Le sociologue français commence par nier une définition possible de la guerre qui comprendrait deux caractères, à savoir l’agression, c’est-à-dire la violence exercée et la conquête, autrement dit l’occupation d’un territoire autre. Il est clair qu’on va de l’une à l’autre mais non inversement. On peut agresser sans conquérir. Le caractère fondamental qui se surajoute aux deux premiers selon Edgar Morin, c’est le déchaînement sans mesure des forces de destruction qui met à bas toutes les règles qui canalisent la vie en communauté chez les humains. Il faut comprendre que la guerre manifeste un degré de violence supérieur à la simple agression. Le choix du néologisme ubrique pour nommer la démesure renvoie à l’ancien grec hybris qui désigne la démesure, faute morale par excellence dénoncée dans la tragédie. On semble donc arriver là à une sorte de violence absolue qui définit la nature même de la guerre. Mais la guerre selon lui admet des degrés dans la violence extrême selon les motifs. Des motifs neutres moralement : intérêt ou fureur, bref, froid calcul ou passion qui forment la guerre ordinaire. Et puis des motifs “moraux” ou qui engage une représentation de notions morales ou religieuses : le sacré, le juste, le vrai, la cause des dieux. Ce sont eux qui conduisent au pire : le génocide. Il faut entendre par génocide la série d’actes qui visent à éliminer en connaissance de cause une population définie par certains critères. En l’occurrence, il s’agit ici de tous ceux qui n’adhérent pas à une certaine représentation d’une morale ou d’une religion, d’une représentation considérée vraie du monde ou d’une certaine représentation de la divinité.

Il y a dans le propos d’Edgar Morin un paradoxe apparent. Comment le motif moral ou le motif religieux, voire la représentation du vrai, qui paraît justement ce qui doit limiter la guerre et/ou la fonder dans un objectif déterminé, pourrait-il conduire au génocide, c’est-à-dire à la volonté d’éradication d’un peuple ? À l’inverse, comment le motif moral, le motif religieux, le motif idéologique pourrait ne pas conduire au génocide si justement l’autre est en faute, c’est-à-dire commet volontairement une erreur ? S’il ne reconnaît pas la vérité, il est absolument coupable et ne mérite pas de vivre disent en chœur les fanatiques.

La guerre est-elle donc une violence démesurée qui conduit au génocide lorsque se mêle des motifs moraux, religieux ou idéologiques ou bien est-elle bien plutôt l’expression d’une violence pure en l’homme ou a-t-elle fondamentalement un motif politique pour fin ? Autrement dit, qu’est-ce qui pousse la guerre à une violence inouïe ?

En nous appuyant sur Les Perses d’Eschyle, le livre I De la nature de la guerre de De la guerre de Clausewitz et Le Feu de Barbusse, nous verrons en quoi le motif religieux ou idéologique rend la guerre génocidaire, puis ce qui la constitue comme violence pure avant de faire sa part à la dimension politique.

* [DONNÉES EXTRAITES]:
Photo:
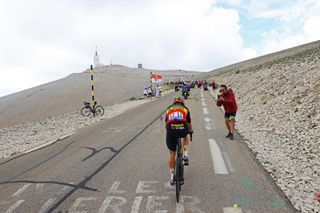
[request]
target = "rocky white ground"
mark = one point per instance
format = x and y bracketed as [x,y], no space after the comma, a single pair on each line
[23,137]
[279,118]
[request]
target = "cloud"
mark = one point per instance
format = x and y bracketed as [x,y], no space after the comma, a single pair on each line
[296,25]
[46,40]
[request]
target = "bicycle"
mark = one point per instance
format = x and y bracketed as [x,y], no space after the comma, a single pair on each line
[95,110]
[179,168]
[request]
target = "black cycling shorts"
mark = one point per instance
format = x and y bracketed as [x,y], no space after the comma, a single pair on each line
[230,114]
[172,142]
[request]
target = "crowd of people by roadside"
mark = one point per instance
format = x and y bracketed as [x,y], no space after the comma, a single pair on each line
[149,92]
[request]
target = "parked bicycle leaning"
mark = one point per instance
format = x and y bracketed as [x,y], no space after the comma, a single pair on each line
[95,109]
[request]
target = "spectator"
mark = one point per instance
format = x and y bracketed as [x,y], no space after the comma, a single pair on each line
[150,92]
[158,91]
[213,85]
[227,99]
[317,196]
[145,92]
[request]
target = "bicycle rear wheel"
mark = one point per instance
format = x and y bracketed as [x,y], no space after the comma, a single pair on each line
[99,111]
[177,180]
[86,111]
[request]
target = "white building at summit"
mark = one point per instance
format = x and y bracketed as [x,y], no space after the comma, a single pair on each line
[96,60]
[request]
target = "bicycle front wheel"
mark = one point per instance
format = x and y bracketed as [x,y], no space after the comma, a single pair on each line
[178,179]
[85,111]
[99,111]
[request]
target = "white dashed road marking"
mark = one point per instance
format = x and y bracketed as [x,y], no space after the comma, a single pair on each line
[21,190]
[228,161]
[232,210]
[205,110]
[217,159]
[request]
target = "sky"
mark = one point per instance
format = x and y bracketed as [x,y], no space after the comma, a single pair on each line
[42,40]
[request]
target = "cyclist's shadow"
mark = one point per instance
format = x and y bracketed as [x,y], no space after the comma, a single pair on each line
[95,151]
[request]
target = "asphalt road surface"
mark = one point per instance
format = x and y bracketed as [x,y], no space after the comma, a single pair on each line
[120,165]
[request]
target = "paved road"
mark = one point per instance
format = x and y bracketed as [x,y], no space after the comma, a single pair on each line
[120,165]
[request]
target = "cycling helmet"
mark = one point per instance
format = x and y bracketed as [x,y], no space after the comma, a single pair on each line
[178,100]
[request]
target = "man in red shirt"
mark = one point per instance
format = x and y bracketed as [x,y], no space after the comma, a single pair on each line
[317,196]
[227,99]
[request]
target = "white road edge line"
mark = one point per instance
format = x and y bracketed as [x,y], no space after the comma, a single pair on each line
[205,110]
[232,210]
[217,159]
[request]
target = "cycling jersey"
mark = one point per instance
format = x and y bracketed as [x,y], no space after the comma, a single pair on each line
[177,118]
[185,88]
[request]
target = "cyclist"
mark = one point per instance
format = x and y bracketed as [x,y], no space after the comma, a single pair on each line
[178,125]
[185,88]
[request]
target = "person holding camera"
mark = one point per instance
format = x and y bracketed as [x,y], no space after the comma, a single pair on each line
[228,101]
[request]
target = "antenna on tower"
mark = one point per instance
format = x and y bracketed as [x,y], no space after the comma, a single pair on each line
[96,60]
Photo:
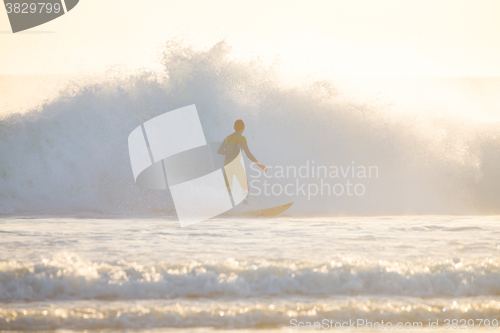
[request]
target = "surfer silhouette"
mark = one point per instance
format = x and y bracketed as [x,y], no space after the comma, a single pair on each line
[231,147]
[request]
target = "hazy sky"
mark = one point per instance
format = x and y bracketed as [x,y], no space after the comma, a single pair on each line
[353,37]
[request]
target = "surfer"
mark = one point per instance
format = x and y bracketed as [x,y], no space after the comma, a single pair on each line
[234,166]
[234,143]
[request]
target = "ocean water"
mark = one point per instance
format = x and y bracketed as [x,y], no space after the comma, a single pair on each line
[242,274]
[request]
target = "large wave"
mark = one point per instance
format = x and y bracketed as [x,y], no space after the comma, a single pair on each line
[70,156]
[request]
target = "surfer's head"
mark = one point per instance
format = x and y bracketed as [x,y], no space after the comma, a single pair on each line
[239,126]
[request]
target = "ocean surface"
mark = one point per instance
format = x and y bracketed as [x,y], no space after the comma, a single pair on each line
[117,274]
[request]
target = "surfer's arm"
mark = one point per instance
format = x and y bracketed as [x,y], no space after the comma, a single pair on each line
[222,148]
[251,157]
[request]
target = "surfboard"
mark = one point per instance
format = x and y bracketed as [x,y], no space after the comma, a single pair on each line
[268,212]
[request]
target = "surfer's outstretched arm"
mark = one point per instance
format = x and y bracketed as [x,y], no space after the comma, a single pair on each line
[251,157]
[222,148]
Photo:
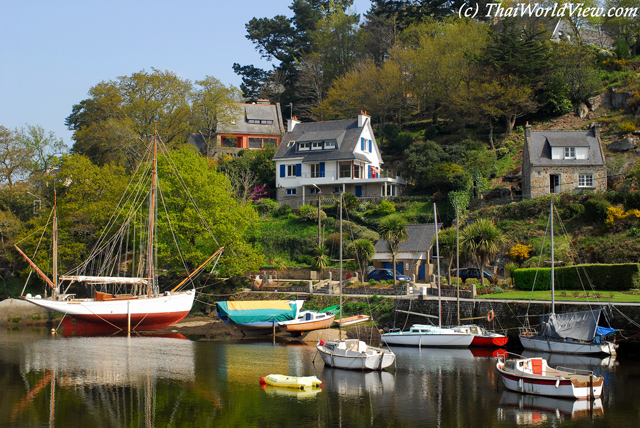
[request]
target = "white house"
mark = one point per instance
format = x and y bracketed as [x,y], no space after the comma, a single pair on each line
[331,157]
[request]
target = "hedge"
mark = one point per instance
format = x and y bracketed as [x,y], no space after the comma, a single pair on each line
[602,277]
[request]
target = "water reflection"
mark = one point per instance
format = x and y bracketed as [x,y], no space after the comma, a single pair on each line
[531,410]
[114,379]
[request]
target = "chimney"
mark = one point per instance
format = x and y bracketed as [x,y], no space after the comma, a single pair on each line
[292,123]
[362,118]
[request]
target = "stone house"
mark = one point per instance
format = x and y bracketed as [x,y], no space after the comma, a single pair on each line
[255,127]
[326,158]
[414,255]
[562,161]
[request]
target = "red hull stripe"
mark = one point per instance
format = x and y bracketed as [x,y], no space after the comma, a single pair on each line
[535,381]
[115,322]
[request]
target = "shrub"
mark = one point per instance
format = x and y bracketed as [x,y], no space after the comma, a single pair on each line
[265,205]
[385,208]
[283,210]
[616,277]
[595,209]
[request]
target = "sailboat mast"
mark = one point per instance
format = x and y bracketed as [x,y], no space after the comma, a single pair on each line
[457,262]
[435,219]
[553,300]
[56,291]
[340,327]
[152,203]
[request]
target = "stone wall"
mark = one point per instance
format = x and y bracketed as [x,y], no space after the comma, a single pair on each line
[510,316]
[539,179]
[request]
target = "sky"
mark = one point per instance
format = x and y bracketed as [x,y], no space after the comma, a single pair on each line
[53,52]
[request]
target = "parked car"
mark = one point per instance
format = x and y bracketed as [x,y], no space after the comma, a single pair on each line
[473,273]
[386,274]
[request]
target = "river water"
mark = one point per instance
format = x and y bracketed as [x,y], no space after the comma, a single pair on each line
[95,382]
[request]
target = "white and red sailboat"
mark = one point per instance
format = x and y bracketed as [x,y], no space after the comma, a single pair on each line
[127,302]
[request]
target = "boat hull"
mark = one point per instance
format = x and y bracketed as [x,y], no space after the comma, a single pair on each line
[305,326]
[344,322]
[565,347]
[363,358]
[552,383]
[141,313]
[488,341]
[444,340]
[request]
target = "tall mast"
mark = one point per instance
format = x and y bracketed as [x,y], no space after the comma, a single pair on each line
[553,301]
[56,291]
[435,219]
[152,207]
[340,326]
[457,262]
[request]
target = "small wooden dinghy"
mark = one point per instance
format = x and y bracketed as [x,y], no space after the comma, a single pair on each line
[357,319]
[534,376]
[297,382]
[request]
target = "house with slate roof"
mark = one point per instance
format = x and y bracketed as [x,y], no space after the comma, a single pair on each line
[562,161]
[414,256]
[329,158]
[255,127]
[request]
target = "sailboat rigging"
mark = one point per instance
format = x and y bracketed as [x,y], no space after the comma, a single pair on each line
[568,333]
[142,306]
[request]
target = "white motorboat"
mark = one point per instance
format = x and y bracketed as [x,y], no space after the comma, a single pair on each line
[354,354]
[534,376]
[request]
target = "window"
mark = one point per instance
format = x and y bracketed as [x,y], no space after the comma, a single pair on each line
[260,121]
[271,142]
[316,171]
[585,180]
[229,142]
[569,152]
[345,169]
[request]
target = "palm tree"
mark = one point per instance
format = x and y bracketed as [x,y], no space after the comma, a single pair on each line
[482,239]
[362,250]
[321,260]
[392,229]
[447,244]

* [EXERCICES]:
1. Dans l'extrait sur la guerre, à quel mot de l'ancien grec renvoie le néologisme « ubrique » ?
2. Résumez en trois phrases au plus le paragraphe de l'extrait sur la guerre qui commence par « Il y a dans le propos d'Edgar Morin ».
Ces données proviennent d'une autre source que l'extrait.

* [CORRIGÉS DÉTAILLÉS]:
1. Il renvoie à l'ancien grec hybris, qui désigne la démesure.

2. Le propos d'Edgar Morin contient un paradoxe apparent. Le motif moral, le motif religieux ou la représentation du vrai semblent devoir limiter la guerre ou lui fixer un but : on voit donc mal comment ils pourraient mener au génocide, c'est-à-dire à la volonté d'éradiquer un peuple. À l'inverse, on voit mal comment ces motifs, y compris idéologiques, n'y mèneraient pas si l'autre commet volontairement une erreur, car pour les fanatiques celui qui ne reconnaît pas la vérité est absolument coupable et ne mérite pas de vivre.